TASK DESCRIPTION -
Return every line in the rows below that contains the string "photo", copying each one unchanged.

++++ DATA FOR PROCESSING ++++

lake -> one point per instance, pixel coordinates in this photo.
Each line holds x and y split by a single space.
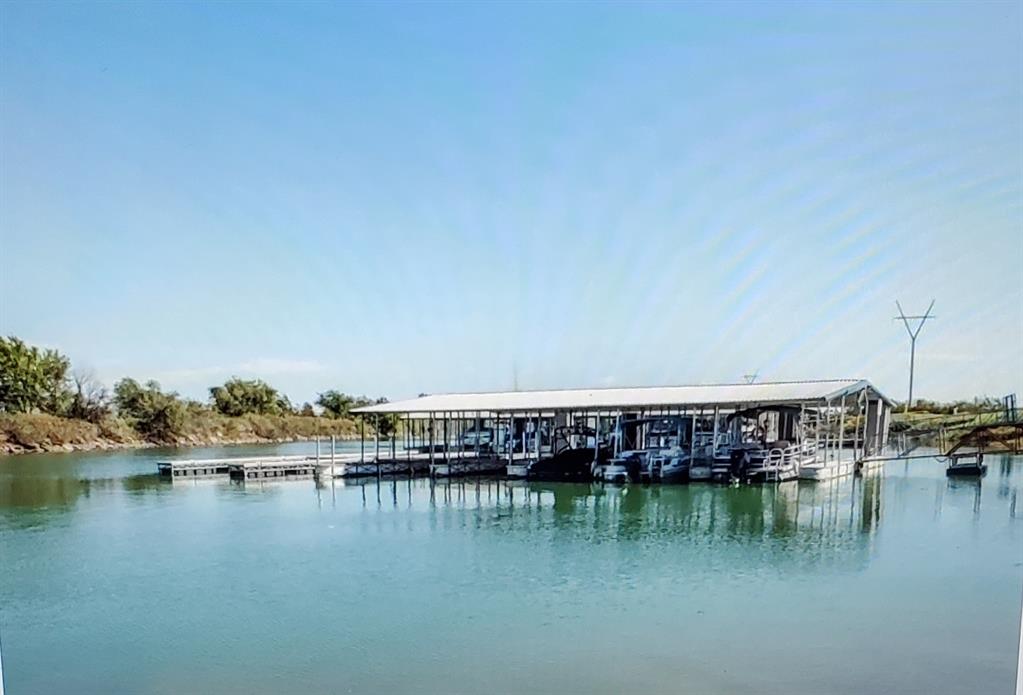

++++
++++ DATA FOR PROCESSING ++++

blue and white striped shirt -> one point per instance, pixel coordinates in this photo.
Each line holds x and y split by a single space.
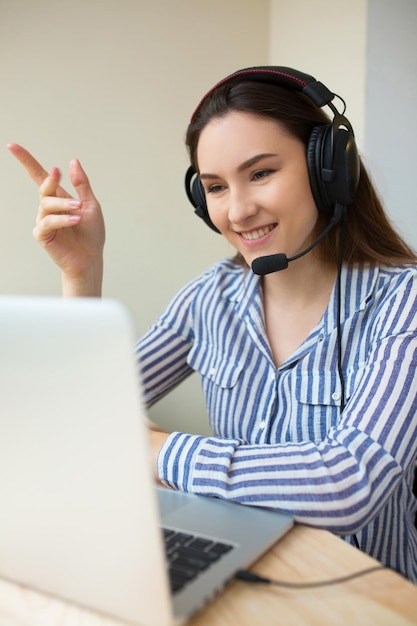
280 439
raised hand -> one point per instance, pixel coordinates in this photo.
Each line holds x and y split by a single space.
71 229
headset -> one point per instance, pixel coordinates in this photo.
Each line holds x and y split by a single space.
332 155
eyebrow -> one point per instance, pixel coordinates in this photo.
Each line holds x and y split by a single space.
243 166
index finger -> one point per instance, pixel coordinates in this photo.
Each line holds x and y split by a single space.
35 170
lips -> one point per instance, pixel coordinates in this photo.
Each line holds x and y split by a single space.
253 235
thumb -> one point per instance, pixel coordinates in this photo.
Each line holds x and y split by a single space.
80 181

++++

FINAL RESULT -
lake -> one point per instance, pixel coordinates in this photo.
blue and white striped shirt -> one point per instance, pixel coordinates in this photo.
raised hand -> one point per instance, pixel coordinates in this photo.
headset -> one point per instance, pixel coordinates in this photo.
eyebrow -> one point per instance, pixel coordinates in this photo.
index finger -> one point per instance, pixel coordinates in this photo.
lips -> one point per instance, pixel coordinates in this photo.
thumb -> one point per instance, pixel coordinates in this photo.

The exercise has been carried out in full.